§ What you are asked to do: Restating the data word for word is all that is required.

[Data excerpts]
=== Section Start ===
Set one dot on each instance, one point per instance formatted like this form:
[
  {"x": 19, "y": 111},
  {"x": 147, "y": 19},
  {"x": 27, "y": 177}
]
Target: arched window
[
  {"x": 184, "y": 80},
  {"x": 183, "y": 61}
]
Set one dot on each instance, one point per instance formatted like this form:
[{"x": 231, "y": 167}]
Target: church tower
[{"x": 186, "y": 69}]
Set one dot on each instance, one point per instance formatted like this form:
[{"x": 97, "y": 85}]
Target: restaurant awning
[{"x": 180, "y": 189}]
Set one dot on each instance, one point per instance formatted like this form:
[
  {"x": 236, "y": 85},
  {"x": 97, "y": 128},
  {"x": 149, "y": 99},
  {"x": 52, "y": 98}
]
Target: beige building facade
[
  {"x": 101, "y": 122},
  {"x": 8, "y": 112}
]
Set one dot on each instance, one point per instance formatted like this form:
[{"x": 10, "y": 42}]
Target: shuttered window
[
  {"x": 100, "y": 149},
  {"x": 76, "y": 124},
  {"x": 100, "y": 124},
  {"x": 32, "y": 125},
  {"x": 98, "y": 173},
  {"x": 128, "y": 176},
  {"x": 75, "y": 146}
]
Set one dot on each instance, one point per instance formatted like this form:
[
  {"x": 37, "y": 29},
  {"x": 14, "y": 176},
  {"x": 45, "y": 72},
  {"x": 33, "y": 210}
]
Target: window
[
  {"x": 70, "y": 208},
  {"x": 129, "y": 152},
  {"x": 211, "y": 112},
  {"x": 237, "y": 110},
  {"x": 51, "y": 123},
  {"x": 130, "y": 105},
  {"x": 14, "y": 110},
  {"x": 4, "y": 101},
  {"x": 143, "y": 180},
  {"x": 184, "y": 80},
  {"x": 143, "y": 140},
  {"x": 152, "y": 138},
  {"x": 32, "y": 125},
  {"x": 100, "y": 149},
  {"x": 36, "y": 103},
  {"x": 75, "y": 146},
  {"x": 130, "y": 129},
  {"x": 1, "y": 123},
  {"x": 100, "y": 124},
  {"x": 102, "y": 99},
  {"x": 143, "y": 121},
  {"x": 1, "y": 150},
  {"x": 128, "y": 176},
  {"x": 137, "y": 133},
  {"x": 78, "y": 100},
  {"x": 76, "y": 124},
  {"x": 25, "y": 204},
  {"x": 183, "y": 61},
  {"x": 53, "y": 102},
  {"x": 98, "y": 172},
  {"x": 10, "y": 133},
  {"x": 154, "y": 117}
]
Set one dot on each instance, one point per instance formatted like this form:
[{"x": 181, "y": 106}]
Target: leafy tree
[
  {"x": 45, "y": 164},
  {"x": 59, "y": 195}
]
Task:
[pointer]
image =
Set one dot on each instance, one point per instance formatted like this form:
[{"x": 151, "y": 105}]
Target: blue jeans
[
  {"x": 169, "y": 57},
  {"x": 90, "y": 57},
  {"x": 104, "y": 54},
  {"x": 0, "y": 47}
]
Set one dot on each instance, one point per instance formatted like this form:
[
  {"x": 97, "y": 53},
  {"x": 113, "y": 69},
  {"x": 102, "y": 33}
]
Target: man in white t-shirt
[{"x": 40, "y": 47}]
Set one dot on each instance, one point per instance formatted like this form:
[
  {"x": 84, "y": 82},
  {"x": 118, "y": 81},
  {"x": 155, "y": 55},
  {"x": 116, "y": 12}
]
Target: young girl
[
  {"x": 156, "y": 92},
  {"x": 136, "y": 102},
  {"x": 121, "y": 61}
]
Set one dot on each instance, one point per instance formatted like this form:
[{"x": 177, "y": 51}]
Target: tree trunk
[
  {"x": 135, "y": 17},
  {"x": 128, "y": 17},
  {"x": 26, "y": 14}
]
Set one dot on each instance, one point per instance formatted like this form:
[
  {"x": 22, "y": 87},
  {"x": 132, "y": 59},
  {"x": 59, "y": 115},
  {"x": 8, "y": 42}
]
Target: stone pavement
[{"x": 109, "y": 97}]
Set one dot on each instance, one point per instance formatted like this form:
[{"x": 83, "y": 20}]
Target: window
=== Section End ===
§ Problem solution:
Set one dot on each instance, one point per instance formatted like this form:
[
  {"x": 19, "y": 111},
  {"x": 147, "y": 19},
  {"x": 27, "y": 177}
]
Target: arched window
[
  {"x": 184, "y": 80},
  {"x": 183, "y": 61}
]
Set one dot on each instance, one point per instance formatted like this form:
[{"x": 231, "y": 167}]
Target: church tower
[{"x": 186, "y": 69}]
Set one dot on each instance, one point per instance formatted like this form:
[{"x": 97, "y": 85}]
Target: restaurant awning
[{"x": 180, "y": 189}]
Set one dot on each instance, one point per instance formatted like this form:
[
  {"x": 236, "y": 85},
  {"x": 97, "y": 128},
  {"x": 149, "y": 99},
  {"x": 52, "y": 98}
]
Target: beige building facade
[
  {"x": 101, "y": 122},
  {"x": 8, "y": 112}
]
Set one dot on each instance, one point per instance formatted like this form:
[{"x": 10, "y": 42}]
Target: shuttered window
[
  {"x": 100, "y": 149},
  {"x": 76, "y": 124},
  {"x": 100, "y": 124},
  {"x": 32, "y": 125},
  {"x": 98, "y": 173},
  {"x": 128, "y": 176},
  {"x": 75, "y": 146}
]
Set one dot on each instance, one point per instance formatted like this form:
[
  {"x": 37, "y": 29},
  {"x": 14, "y": 176},
  {"x": 45, "y": 72},
  {"x": 33, "y": 210}
]
Target: window
[
  {"x": 70, "y": 208},
  {"x": 129, "y": 152},
  {"x": 211, "y": 112},
  {"x": 237, "y": 110},
  {"x": 51, "y": 123},
  {"x": 130, "y": 105},
  {"x": 14, "y": 110},
  {"x": 4, "y": 101},
  {"x": 143, "y": 180},
  {"x": 184, "y": 80},
  {"x": 143, "y": 140},
  {"x": 152, "y": 138},
  {"x": 32, "y": 125},
  {"x": 100, "y": 149},
  {"x": 36, "y": 103},
  {"x": 75, "y": 146},
  {"x": 130, "y": 129},
  {"x": 1, "y": 123},
  {"x": 100, "y": 124},
  {"x": 102, "y": 99},
  {"x": 143, "y": 121},
  {"x": 1, "y": 150},
  {"x": 128, "y": 176},
  {"x": 137, "y": 133},
  {"x": 78, "y": 100},
  {"x": 76, "y": 124},
  {"x": 25, "y": 204},
  {"x": 183, "y": 61},
  {"x": 53, "y": 102},
  {"x": 98, "y": 172},
  {"x": 10, "y": 133},
  {"x": 154, "y": 117}
]
Set one dot on each instance, one point per instance formatted like this form:
[{"x": 181, "y": 106}]
Target: leafy tree
[
  {"x": 45, "y": 164},
  {"x": 59, "y": 195}
]
Task:
[pointer]
image =
Set one dot on each instance, one point per instance formatted like this form:
[{"x": 151, "y": 105}]
Target: blue jeans
[
  {"x": 169, "y": 57},
  {"x": 90, "y": 57},
  {"x": 104, "y": 54},
  {"x": 0, "y": 47}
]
Set one dot on each instance, one point per instance formatted like this form:
[
  {"x": 97, "y": 53},
  {"x": 113, "y": 69},
  {"x": 102, "y": 33}
]
Target: man in white t-shirt
[{"x": 40, "y": 47}]
Set one dot on each instance, one point per instance formatted like this form:
[
  {"x": 84, "y": 82},
  {"x": 118, "y": 81},
  {"x": 155, "y": 55},
  {"x": 116, "y": 12}
]
Target: young girl
[
  {"x": 156, "y": 92},
  {"x": 136, "y": 102},
  {"x": 121, "y": 61}
]
Set one dot on each instance, one point per instance formatted like this form:
[{"x": 177, "y": 51}]
Target: tree trunk
[
  {"x": 135, "y": 17},
  {"x": 128, "y": 17},
  {"x": 26, "y": 14}
]
Set one dot on each instance, one point per instance formatted like this form:
[
  {"x": 22, "y": 87},
  {"x": 132, "y": 59},
  {"x": 59, "y": 115},
  {"x": 8, "y": 42}
]
Target: stone pavement
[{"x": 109, "y": 97}]
Set one dot on each instance, one point per instance formatted like this form:
[{"x": 83, "y": 20}]
Target: window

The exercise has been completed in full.